:: TASK DATA

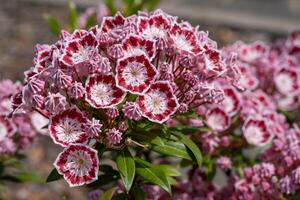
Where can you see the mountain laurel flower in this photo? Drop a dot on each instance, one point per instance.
(78, 164)
(217, 119)
(98, 85)
(92, 127)
(113, 136)
(112, 113)
(55, 103)
(67, 127)
(224, 163)
(132, 111)
(256, 131)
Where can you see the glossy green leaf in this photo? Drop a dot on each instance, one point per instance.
(107, 175)
(126, 167)
(53, 176)
(111, 6)
(53, 24)
(138, 193)
(156, 176)
(108, 194)
(168, 170)
(171, 180)
(28, 176)
(190, 145)
(172, 149)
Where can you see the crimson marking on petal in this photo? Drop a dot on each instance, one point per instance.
(78, 164)
(287, 81)
(66, 127)
(135, 74)
(185, 39)
(154, 27)
(135, 45)
(256, 131)
(102, 92)
(217, 119)
(159, 102)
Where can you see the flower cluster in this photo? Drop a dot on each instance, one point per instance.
(18, 131)
(95, 85)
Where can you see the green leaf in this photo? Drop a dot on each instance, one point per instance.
(172, 149)
(191, 145)
(106, 176)
(28, 176)
(108, 194)
(142, 162)
(168, 170)
(156, 176)
(126, 167)
(72, 16)
(53, 176)
(53, 24)
(111, 6)
(138, 193)
(121, 196)
(171, 180)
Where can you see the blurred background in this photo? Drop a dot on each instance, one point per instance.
(22, 25)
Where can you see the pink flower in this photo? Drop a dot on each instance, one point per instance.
(135, 74)
(7, 129)
(217, 119)
(224, 163)
(79, 51)
(115, 51)
(112, 113)
(287, 81)
(76, 90)
(256, 131)
(231, 102)
(78, 164)
(55, 103)
(114, 136)
(36, 85)
(293, 42)
(135, 45)
(159, 103)
(154, 27)
(93, 127)
(132, 111)
(184, 39)
(102, 92)
(253, 51)
(39, 123)
(67, 127)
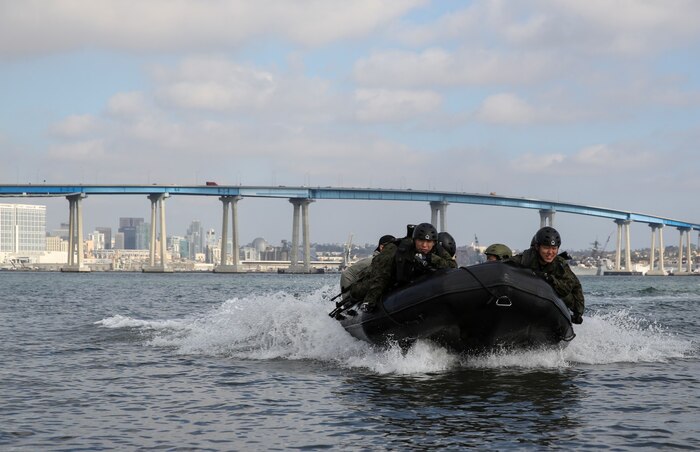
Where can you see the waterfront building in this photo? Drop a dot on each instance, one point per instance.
(107, 232)
(195, 239)
(22, 228)
(136, 233)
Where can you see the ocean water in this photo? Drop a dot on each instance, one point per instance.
(134, 361)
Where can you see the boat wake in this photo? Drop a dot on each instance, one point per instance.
(296, 327)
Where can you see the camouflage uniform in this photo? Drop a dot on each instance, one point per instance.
(397, 265)
(558, 274)
(354, 280)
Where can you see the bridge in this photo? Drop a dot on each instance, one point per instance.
(301, 197)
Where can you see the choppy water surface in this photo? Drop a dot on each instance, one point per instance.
(253, 362)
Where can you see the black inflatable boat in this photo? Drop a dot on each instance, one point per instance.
(467, 309)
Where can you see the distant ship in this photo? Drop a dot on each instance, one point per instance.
(596, 268)
(595, 264)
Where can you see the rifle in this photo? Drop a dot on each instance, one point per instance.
(342, 305)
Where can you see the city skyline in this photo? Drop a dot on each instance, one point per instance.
(583, 102)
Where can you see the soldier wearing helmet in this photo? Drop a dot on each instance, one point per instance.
(498, 252)
(354, 280)
(543, 258)
(403, 262)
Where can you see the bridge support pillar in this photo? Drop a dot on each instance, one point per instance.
(684, 232)
(224, 266)
(438, 211)
(623, 225)
(75, 235)
(157, 203)
(303, 206)
(547, 217)
(653, 271)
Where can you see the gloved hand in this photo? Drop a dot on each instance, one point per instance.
(368, 307)
(423, 259)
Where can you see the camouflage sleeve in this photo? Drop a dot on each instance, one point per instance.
(442, 259)
(380, 278)
(567, 285)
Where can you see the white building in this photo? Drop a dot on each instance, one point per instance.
(22, 229)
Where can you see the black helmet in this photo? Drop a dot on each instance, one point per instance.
(446, 241)
(384, 240)
(425, 231)
(499, 250)
(548, 236)
(409, 230)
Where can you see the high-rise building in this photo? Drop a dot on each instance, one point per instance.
(136, 233)
(107, 232)
(195, 239)
(22, 228)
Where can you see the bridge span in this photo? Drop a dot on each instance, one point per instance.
(301, 197)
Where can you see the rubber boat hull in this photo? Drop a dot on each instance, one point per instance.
(473, 308)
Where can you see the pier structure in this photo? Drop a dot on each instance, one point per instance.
(438, 214)
(224, 266)
(75, 235)
(684, 232)
(157, 205)
(301, 197)
(546, 217)
(656, 230)
(623, 229)
(301, 205)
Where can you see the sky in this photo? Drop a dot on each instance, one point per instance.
(594, 102)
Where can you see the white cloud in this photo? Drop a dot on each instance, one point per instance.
(78, 151)
(74, 126)
(440, 67)
(35, 26)
(383, 105)
(506, 108)
(127, 105)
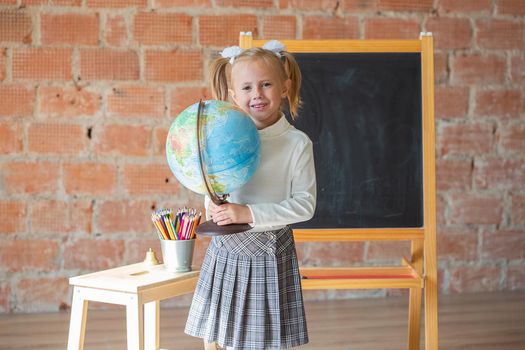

::::

OBJECTIVE: Gather every line of the records above that contains the word "flower", and copy each one in full.

TASK ANSWER:
Where can you see the mountain laurel flower in this photo? Drop a dot on each instance, one point per instance.
Where can you see the flower cluster in this photo? Drop a dot on each instance, one point per instance.
Where can you see the pink flower in this photo? Drop a dot on each instance, one point per instance.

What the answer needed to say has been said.